Task directions
In the abstract below, which two Google image sources are used to find the viewing direction of geotagged photos?

Title: Computer Vision with a Billion Eyes
Abstract: A recent trend in computer vision is driven by images and video generated by heterogeneous and multi-perspective visual sensing networks. We present a few examples of research along this line. First, we will present an interesting framework for event recognition. Semantic event recognition based only unconstrained still images available on the Internet or in personal repositories is a challenging problem. With GPS information, we obtain satellite images corresponding to picture locations and investigate their novel use to recognize the picture-taking environment. We then combine this inference with classical vision-based event detection methods and demonstrate the synergistic fusion of the two approaches. However, the current GPS data only identifies the camera location, leaving the viewing direction uncertain. Second, to determine the viewing direction for geotagged photos, we utilize both Google StreetView and Google Earth satellite images: 1) visual matching between a user photo and any available street views in the vicinity determine the viewing direction, and 2) when only an overhead satellite view is available, near-orthogonal view matching between the user photo and satellite imagery computes the viewing direction. Third, we explore using phone-captured images for localization as it contains more context information than the embedded sensory GPS coordinates. The proposed approach is able to provide a comprehensive set of accurate geo-context based on the current image and its associated sensory GPS location. The geo-context includes the real location of mobile user and scene, the viewing angle, and the distance between the user and scene. We then take advantage of the aforementioned techniques to build applications to enable people to enjoy ubiquitous location-based services (LBS) using their phones. including: 1) accurate augmented reality, 2) collaborative localization for rendezvous routing, and 3) routing for photography. Fourth, we leverage crowd-sourced photos to remove unwanted bystanders from tourist photos taken at popular attractions and measure air pollution in major cities in China. Furthermore, given a new source of visual data from public webcams deployed in urban environments, we will present some ongoing work on crowd analytics using such data.

Data shown
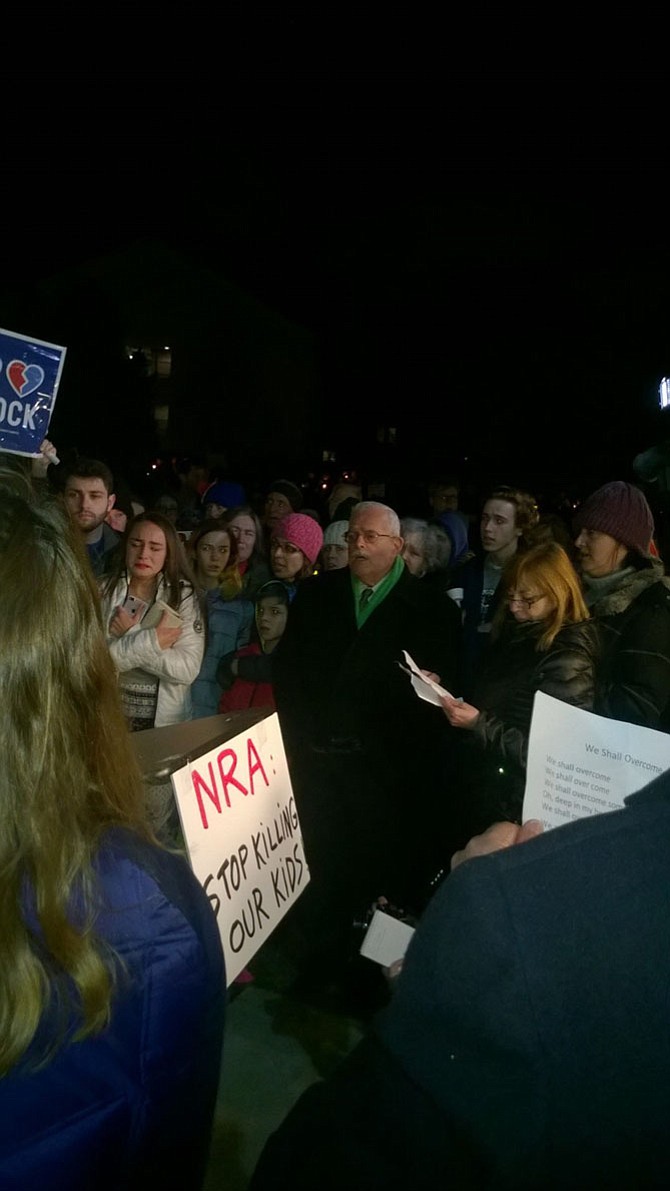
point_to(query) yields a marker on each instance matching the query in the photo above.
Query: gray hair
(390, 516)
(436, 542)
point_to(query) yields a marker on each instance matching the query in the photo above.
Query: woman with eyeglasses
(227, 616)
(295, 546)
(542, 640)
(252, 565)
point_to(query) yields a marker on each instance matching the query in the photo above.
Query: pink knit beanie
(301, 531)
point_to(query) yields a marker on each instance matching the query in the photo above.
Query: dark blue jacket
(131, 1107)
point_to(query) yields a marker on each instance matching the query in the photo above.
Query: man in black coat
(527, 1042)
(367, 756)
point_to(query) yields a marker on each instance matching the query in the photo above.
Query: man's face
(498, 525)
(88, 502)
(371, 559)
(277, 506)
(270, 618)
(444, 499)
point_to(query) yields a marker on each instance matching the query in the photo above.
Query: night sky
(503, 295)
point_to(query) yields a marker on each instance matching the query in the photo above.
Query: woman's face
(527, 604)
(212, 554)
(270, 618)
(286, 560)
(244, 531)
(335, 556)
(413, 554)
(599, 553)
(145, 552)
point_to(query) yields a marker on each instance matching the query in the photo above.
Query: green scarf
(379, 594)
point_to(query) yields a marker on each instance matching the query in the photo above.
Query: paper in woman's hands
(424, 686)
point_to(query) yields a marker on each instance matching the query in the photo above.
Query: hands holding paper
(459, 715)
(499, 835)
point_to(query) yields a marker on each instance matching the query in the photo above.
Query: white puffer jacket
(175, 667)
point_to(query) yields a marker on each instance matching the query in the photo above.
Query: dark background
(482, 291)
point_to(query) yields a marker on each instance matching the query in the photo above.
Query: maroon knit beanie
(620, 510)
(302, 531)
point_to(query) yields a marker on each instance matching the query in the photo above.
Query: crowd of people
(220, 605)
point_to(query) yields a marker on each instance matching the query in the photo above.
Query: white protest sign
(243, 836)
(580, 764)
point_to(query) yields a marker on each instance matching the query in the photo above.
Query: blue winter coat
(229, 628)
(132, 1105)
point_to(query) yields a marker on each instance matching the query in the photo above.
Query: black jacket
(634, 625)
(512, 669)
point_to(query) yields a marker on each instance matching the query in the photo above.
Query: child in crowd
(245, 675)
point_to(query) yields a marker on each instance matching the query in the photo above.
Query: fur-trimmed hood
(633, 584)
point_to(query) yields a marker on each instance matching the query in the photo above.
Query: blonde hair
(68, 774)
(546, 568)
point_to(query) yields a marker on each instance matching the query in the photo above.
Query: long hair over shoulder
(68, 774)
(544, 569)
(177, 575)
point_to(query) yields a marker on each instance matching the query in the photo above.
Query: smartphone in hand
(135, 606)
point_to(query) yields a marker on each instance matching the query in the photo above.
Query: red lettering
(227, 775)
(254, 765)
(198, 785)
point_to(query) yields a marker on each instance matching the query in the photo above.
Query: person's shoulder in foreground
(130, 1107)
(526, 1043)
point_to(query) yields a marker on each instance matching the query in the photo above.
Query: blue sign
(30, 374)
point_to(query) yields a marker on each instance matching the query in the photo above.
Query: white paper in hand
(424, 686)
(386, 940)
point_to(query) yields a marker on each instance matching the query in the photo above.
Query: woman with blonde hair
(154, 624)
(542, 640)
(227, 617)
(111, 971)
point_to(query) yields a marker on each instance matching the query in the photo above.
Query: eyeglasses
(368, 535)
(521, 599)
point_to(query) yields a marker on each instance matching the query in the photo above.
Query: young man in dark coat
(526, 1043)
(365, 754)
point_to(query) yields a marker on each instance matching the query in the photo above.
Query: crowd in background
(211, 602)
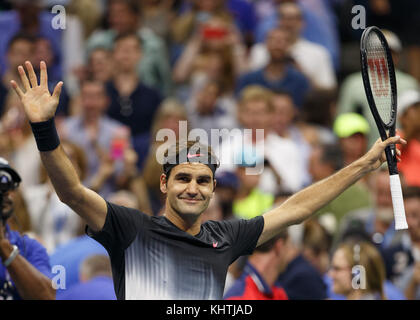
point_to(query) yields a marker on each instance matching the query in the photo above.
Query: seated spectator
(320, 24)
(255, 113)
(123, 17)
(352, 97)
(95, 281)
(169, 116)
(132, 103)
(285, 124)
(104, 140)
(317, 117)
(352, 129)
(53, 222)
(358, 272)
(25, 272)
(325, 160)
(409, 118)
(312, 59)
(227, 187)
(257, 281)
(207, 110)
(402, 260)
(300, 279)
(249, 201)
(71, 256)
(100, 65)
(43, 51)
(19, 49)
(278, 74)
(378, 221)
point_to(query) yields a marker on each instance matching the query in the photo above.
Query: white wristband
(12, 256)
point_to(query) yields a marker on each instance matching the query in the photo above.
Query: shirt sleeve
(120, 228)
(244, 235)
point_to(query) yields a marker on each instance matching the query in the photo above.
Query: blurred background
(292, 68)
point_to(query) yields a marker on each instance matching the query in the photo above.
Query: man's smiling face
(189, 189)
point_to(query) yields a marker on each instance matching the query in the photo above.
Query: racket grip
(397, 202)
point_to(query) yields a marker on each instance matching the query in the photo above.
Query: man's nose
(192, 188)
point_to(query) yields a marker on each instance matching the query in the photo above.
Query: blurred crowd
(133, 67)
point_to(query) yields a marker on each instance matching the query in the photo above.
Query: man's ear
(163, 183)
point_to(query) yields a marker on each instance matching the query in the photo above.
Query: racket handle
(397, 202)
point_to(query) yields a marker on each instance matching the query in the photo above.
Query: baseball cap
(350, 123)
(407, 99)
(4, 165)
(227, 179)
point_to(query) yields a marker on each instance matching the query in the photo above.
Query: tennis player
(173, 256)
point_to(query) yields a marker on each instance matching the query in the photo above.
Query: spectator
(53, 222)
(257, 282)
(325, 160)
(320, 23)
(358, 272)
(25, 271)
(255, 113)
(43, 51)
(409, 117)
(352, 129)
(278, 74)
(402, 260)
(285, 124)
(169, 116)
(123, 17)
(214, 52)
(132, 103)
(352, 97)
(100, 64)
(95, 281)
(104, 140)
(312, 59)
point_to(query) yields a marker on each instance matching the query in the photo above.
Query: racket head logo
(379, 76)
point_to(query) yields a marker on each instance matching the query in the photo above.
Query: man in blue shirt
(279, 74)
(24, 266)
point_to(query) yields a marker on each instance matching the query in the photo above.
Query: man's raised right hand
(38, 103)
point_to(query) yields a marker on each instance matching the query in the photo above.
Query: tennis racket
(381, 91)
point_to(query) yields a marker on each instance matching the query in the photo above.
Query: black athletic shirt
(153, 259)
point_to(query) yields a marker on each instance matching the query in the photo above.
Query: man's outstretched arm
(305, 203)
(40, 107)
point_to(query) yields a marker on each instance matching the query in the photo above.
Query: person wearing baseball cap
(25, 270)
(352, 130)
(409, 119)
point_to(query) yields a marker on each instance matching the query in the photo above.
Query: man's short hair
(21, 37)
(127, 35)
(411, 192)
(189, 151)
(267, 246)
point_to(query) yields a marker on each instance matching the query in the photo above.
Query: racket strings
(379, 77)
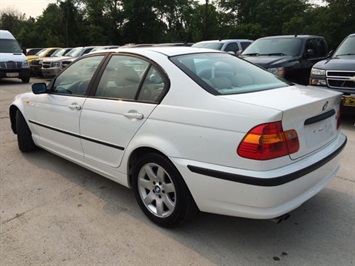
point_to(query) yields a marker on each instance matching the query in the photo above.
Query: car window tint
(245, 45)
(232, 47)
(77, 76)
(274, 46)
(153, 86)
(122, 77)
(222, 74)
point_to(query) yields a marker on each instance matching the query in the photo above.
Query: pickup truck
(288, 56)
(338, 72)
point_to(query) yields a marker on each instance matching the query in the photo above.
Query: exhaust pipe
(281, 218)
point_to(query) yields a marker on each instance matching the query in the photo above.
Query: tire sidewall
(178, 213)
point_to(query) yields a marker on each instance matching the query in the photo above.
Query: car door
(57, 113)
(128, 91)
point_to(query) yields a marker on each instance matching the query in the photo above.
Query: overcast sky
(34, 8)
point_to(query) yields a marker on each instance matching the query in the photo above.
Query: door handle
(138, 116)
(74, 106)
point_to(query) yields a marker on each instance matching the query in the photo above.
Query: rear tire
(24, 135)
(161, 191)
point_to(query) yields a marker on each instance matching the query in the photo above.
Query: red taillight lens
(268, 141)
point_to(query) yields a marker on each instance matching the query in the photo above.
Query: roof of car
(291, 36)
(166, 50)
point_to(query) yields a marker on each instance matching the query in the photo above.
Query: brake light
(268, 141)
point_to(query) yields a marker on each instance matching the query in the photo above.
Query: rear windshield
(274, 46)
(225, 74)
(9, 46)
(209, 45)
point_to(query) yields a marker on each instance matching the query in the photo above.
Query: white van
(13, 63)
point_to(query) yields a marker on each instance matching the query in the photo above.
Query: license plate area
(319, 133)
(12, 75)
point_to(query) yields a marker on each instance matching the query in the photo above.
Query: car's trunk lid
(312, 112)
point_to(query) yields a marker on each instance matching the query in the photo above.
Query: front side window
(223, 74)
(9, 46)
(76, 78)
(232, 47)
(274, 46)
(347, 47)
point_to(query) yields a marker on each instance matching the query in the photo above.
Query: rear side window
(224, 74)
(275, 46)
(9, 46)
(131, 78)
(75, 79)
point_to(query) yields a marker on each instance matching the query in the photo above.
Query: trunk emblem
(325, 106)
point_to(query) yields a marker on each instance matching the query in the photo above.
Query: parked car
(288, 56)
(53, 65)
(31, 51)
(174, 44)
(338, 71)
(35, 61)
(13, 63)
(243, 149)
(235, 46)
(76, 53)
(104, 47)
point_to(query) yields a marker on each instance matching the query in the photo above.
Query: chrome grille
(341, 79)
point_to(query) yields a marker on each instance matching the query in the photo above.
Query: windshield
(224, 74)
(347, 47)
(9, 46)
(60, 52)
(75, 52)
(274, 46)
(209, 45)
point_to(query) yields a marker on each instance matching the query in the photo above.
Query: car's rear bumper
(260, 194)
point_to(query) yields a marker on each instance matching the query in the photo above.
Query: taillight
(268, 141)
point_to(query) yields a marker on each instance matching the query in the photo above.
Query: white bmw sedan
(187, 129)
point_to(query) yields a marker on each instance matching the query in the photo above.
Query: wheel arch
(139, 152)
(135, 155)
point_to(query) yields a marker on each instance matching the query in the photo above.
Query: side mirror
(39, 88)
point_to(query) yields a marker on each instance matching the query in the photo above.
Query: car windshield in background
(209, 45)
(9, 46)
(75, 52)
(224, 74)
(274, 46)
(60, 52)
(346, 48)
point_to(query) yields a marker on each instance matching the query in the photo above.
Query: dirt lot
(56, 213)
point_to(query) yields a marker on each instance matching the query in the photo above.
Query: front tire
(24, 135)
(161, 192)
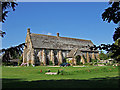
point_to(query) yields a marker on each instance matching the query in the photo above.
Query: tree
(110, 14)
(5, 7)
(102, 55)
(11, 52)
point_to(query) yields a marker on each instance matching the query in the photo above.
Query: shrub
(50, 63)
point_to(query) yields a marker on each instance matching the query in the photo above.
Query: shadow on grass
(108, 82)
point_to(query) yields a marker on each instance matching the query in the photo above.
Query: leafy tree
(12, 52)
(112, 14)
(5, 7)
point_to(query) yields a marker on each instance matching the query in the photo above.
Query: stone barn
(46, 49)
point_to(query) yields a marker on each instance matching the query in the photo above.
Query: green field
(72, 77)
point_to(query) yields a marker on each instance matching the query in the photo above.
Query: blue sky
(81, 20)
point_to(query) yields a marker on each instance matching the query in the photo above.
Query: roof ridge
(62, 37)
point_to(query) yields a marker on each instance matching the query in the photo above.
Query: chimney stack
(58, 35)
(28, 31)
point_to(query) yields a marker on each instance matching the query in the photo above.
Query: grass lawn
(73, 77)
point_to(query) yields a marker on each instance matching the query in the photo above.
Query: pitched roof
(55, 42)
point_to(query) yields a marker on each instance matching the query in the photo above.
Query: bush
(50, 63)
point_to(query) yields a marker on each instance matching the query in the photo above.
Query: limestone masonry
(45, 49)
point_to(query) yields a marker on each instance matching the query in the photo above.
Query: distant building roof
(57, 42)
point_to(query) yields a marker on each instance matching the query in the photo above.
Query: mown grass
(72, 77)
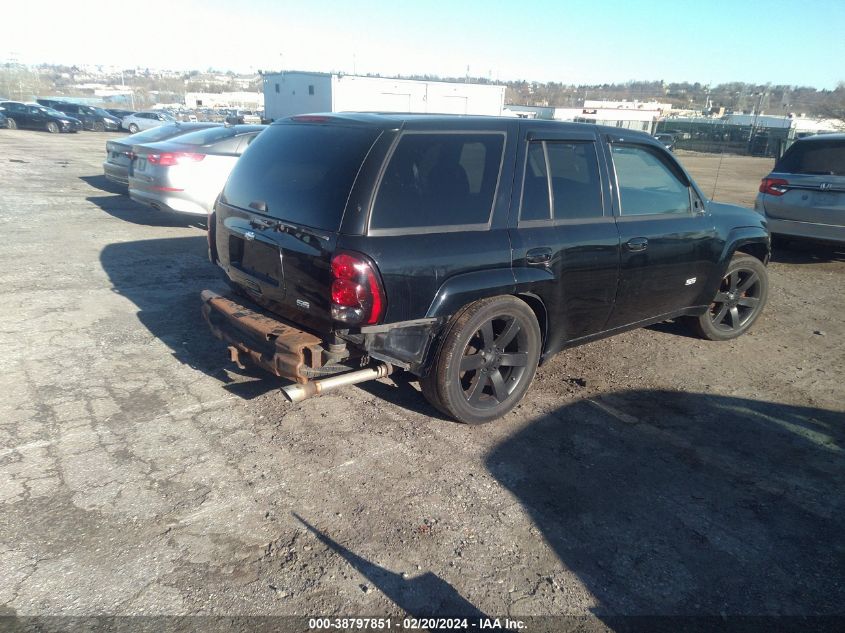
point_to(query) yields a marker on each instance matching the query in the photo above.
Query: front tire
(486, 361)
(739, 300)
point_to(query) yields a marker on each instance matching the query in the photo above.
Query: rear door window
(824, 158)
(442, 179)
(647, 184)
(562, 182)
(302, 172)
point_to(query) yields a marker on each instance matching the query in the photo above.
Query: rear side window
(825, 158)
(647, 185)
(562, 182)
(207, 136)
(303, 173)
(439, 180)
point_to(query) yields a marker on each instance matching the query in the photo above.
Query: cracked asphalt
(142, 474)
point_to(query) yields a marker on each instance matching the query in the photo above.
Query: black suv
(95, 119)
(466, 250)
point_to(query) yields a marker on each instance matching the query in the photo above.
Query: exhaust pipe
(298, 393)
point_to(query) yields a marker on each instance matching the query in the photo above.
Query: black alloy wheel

Response to this task
Google StreetView and Google Earth satellite images.